====== SUPPLIED DATA

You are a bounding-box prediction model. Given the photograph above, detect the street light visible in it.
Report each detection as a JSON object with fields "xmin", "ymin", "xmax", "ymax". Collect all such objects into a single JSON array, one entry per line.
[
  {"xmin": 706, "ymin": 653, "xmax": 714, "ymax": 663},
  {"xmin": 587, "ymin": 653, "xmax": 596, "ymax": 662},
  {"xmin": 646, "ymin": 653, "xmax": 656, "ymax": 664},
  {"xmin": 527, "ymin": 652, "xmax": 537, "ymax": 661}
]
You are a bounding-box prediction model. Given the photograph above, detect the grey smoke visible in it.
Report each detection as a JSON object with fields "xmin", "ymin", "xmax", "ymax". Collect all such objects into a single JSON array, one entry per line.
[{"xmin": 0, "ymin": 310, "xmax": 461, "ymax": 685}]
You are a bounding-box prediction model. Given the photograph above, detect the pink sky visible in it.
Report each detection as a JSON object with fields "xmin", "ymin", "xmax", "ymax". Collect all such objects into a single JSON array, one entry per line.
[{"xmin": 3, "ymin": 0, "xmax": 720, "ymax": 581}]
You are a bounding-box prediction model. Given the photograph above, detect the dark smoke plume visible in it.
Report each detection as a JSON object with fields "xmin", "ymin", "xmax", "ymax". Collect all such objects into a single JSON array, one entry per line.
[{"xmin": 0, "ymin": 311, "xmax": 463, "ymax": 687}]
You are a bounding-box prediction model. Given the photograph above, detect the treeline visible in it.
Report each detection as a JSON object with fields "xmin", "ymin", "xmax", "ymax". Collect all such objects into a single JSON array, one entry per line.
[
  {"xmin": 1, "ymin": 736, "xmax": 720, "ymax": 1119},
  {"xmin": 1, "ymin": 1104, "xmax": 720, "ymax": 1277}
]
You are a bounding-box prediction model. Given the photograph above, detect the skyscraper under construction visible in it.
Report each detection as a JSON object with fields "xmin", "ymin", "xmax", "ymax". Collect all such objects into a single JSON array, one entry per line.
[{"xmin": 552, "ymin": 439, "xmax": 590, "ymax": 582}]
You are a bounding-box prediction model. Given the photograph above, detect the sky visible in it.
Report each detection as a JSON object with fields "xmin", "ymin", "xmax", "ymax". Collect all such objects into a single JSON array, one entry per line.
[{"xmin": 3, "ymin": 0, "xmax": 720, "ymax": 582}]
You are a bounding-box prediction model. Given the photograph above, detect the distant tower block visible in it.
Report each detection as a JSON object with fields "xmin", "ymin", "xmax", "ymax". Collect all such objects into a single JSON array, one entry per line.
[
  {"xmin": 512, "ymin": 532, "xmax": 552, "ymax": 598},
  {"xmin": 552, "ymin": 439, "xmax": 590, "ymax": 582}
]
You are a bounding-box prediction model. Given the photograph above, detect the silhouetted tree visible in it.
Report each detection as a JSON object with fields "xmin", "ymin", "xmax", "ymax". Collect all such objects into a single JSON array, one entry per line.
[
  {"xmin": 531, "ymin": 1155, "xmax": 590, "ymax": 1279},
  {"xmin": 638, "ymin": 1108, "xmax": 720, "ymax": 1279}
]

============

*TASK INSTRUCTIONS*
Wherever a line of the entries holds the string "visible", copy that line.

*TASK ANSWER*
You are a bounding-box prediction model. Given the photograph above, detect the street light visible in it.
You are a bounding-box prediction model. Given the photograph above, detect the grey smoke visible in it.
You are a bounding-box prediction model. Given the photograph above, detect the pink sky visible in it.
You are a bounding-box prediction model. Given the photograph above, detect the dark smoke plume visible in it.
You are a bounding-box prediction model. Given the photograph above, detect the treeline visible in it.
You are a bounding-box prediction model. Given the photograph above, detect the skyscraper under construction visible in it.
You are a bounding-box prediction model. Given the photograph above, detect the sky visible in it.
You are a bounding-box prediction model. Given the photograph above, detect the distant tower block visible in it.
You are a bounding-box prediction model. Given the photograph above, detect the silhouetted tree visible in it.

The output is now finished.